**Assignment**. Nothing in the records should differ when you write them out again.

[Stored items]
"""
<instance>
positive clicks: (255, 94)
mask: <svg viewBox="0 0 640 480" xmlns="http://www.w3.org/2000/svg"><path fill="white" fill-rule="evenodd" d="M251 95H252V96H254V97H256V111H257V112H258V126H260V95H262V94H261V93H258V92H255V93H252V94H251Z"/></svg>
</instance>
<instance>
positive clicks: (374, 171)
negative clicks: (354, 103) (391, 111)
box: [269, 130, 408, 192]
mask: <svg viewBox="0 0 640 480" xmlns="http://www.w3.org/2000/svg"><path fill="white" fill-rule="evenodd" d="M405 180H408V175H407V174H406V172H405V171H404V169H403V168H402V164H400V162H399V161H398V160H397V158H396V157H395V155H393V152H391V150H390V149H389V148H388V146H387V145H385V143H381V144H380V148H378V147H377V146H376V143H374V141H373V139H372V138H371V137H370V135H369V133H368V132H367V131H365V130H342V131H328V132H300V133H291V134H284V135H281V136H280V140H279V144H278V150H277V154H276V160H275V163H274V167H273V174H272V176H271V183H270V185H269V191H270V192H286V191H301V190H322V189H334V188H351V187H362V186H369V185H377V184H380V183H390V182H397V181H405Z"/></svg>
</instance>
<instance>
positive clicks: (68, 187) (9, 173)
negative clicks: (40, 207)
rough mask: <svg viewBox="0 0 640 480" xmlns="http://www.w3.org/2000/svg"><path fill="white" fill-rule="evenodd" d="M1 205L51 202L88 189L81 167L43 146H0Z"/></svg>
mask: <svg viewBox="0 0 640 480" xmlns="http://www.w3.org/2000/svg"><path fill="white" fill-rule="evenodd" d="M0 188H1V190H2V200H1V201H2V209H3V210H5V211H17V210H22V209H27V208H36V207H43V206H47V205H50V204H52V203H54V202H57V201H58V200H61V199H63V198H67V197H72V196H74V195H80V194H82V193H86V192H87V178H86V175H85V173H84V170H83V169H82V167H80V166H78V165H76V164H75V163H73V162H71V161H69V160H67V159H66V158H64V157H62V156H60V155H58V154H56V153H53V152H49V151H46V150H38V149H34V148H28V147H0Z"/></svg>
"""
**The answer**.
<instance>
positive clicks: (255, 94)
mask: <svg viewBox="0 0 640 480" xmlns="http://www.w3.org/2000/svg"><path fill="white" fill-rule="evenodd" d="M251 95H252V96H254V97H256V111H257V112H258V126H260V95H262V94H261V93H258V92H255V93H252V94H251Z"/></svg>
</instance>
<instance>
positive clicks: (374, 171)
negative clicks: (354, 103) (391, 111)
box: [269, 130, 408, 192]
mask: <svg viewBox="0 0 640 480" xmlns="http://www.w3.org/2000/svg"><path fill="white" fill-rule="evenodd" d="M405 180H408V175H407V174H406V172H405V171H404V169H403V168H402V164H400V162H399V161H398V160H397V158H396V157H395V155H393V152H391V150H390V149H389V148H388V146H387V145H385V143H381V144H380V148H378V147H377V146H376V143H374V141H373V139H372V138H371V137H370V135H369V133H368V132H367V131H365V130H342V131H328V132H300V133H291V134H284V135H281V136H280V140H279V144H278V150H277V154H276V160H275V163H274V167H273V174H272V176H271V183H270V185H269V191H270V192H286V191H301V190H322V189H334V188H351V187H362V186H369V185H377V184H380V183H390V182H397V181H405Z"/></svg>
</instance>
<instance>
positive clicks: (68, 187) (9, 173)
negative clicks: (40, 207)
rough mask: <svg viewBox="0 0 640 480" xmlns="http://www.w3.org/2000/svg"><path fill="white" fill-rule="evenodd" d="M1 205L51 202L88 189L81 167L43 146H0Z"/></svg>
mask: <svg viewBox="0 0 640 480" xmlns="http://www.w3.org/2000/svg"><path fill="white" fill-rule="evenodd" d="M0 188H1V190H2V200H1V201H2V209H3V210H5V211H17V210H22V209H27V208H36V207H43V206H47V205H50V204H52V203H54V202H57V201H58V200H61V199H63V198H67V197H72V196H74V195H80V194H82V193H86V192H87V178H86V175H85V173H84V170H83V169H82V167H80V166H78V165H76V164H75V163H73V162H71V161H69V160H67V159H66V158H64V157H62V156H60V155H58V154H56V153H53V152H49V151H46V150H38V149H34V148H28V147H0Z"/></svg>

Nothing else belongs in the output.